**Exercise instructions:**
**A.** Could you rewrite the early HD camera testing post, starting with "I'm starting this" and going on through "installed at Zenith.", with "subjective testing" changed to "viewer evaluation"?
**B.** Can you carry on the account of early HD camera testing and film transfers from its last sentence?

**Text segment:**
I'm starting this thread, prompted by the off-topic discussion of early HD cameras and VTRs in the thread http://www.videokarma.org/showthread...50#post3182050.

The BTS KCH-1000 cameras, modified to several different proposed image formats, were used to create otherwise identical video sequences for subjective testing. This involved live shoots at the then otherwise unused Ed Sullivan theater in New York, and also scans of ShowScan 60 fps film on a special telecine installed at Zenith.

The telecine consisted of a newly designed projector with a bed for mounting the BTS camera. Unfortunately, although the the projector seemed very sturdy, the weight of the camera at the end of the mounting bed made it oscillate enough to make the pictures unsteady. By this time, we could connect a camera to the 6 foot rack of the DVS solid state frame store, and capture 10 seconds of video, and then transfer it to the HDD 1000 Sony tape machine. The projector designer included a single frame stepping mode. So, I got to adapt an old Zenith/Heath computer to run a script, issuing RS-232 commands to the projector and the frame store. The film would be stepped, then after a one-second pause for vibrations to die down, the frame store would capture a frame(progressive) or field(interlaced). When ten seconds was accumulated, it could be transferred to the tape by assemble edit. I spent many nights to 3 am babysitting the transfers.

**Dataset rows:**

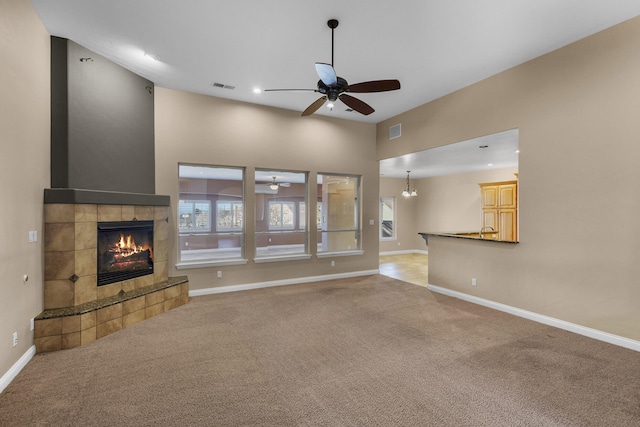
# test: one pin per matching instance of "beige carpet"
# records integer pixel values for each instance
(368, 351)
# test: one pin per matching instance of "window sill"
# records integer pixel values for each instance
(335, 254)
(281, 258)
(204, 264)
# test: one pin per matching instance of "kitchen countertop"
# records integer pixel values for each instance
(469, 235)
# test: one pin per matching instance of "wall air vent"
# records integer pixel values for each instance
(223, 86)
(395, 131)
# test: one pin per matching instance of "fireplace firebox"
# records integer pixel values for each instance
(125, 250)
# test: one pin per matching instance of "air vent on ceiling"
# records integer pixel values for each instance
(395, 131)
(223, 86)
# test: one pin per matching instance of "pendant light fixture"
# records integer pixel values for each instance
(407, 192)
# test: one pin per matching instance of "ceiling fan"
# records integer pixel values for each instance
(333, 87)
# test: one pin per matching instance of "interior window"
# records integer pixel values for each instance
(340, 213)
(210, 213)
(281, 222)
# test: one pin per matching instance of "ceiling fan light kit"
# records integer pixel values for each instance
(333, 87)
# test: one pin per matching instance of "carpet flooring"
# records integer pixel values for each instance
(366, 351)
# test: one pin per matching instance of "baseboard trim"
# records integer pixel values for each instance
(541, 318)
(410, 251)
(259, 285)
(16, 368)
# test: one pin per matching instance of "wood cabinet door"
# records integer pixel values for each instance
(508, 197)
(508, 225)
(490, 197)
(490, 219)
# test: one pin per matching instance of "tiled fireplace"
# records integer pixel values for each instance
(77, 310)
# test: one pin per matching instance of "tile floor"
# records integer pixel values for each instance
(412, 268)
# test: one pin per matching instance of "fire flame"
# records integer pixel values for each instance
(126, 247)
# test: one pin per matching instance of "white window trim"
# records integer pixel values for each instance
(204, 264)
(340, 253)
(279, 258)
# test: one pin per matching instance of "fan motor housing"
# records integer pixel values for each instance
(333, 92)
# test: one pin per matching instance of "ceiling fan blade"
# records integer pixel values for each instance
(374, 86)
(313, 107)
(327, 74)
(360, 106)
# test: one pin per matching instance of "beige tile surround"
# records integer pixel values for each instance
(77, 311)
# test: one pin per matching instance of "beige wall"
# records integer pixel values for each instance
(24, 171)
(200, 129)
(577, 113)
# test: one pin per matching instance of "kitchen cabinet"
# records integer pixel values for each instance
(500, 209)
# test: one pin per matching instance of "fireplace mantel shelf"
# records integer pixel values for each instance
(53, 313)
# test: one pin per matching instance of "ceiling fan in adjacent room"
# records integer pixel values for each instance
(275, 185)
(332, 87)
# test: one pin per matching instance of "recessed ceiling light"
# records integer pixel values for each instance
(152, 56)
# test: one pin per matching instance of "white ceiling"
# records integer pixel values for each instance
(433, 47)
(496, 151)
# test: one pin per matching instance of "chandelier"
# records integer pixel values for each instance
(407, 192)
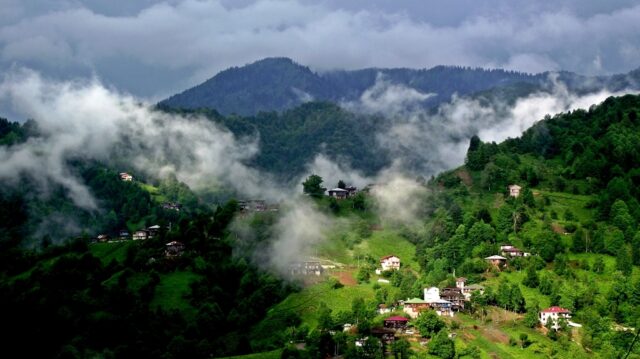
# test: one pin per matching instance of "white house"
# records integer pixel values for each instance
(514, 190)
(554, 314)
(126, 177)
(338, 193)
(468, 289)
(390, 262)
(441, 306)
(140, 235)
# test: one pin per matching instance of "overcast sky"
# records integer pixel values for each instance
(152, 49)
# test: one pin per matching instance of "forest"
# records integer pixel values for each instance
(577, 214)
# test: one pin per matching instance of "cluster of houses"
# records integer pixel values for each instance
(256, 205)
(445, 302)
(305, 268)
(124, 235)
(507, 251)
(554, 315)
(388, 263)
(172, 249)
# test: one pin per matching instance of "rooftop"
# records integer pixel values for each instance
(397, 318)
(414, 301)
(555, 309)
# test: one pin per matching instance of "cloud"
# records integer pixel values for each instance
(399, 199)
(386, 97)
(332, 172)
(84, 119)
(424, 143)
(297, 231)
(193, 40)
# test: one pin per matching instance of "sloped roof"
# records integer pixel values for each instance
(389, 256)
(556, 309)
(474, 286)
(397, 318)
(415, 301)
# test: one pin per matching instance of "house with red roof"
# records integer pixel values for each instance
(396, 322)
(390, 262)
(554, 314)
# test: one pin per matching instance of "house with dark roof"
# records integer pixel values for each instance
(173, 249)
(554, 314)
(390, 262)
(396, 322)
(414, 306)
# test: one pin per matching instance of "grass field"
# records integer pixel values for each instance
(171, 290)
(111, 251)
(387, 242)
(153, 191)
(307, 301)
(265, 355)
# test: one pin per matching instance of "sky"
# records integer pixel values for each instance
(152, 49)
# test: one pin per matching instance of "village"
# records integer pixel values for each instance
(398, 318)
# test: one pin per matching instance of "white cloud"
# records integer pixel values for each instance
(199, 38)
(87, 120)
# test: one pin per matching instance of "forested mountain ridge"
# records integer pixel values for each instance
(577, 215)
(290, 140)
(277, 84)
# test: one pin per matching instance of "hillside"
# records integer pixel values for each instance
(278, 84)
(577, 214)
(580, 226)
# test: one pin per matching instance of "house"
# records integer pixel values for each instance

**Answers to the exercises:**
**A.**
I'm starting this thread, prompted by the off-topic discussion of early HD cameras and VTRs in the thread http://www.videokarma.org/showthread...50#post3182050.

The BTS KCH-1000 cameras, modified to several different proposed image formats, were used to create otherwise identical video sequences for viewer evaluation. This involved live shoots at the then otherwise unused Ed Sullivan theater in New York, and also scans of ShowScan 60 fps film on a special telecine installed at Zenith.

**B.**
Unfortunately, there was an accident that ruined some of the film (scratched it badly), so that the test committee judged it unusable. What happened is that a visiting expert from Kodak decided to be helpful and change the film between runs; but he didn't know that the projector was designed (for some reason I will never know) to run the take-up reel in the opposite direction. He threaded the film the way most projectors work, and when it was turned on, the tension servo went open-loop and rapidly wound the film in a jumble onto the take-up reel. No-one was willing to pay for new prints (I guess Showscan had donated them from prints already in stock), so none of the scenes on that reel were ever used.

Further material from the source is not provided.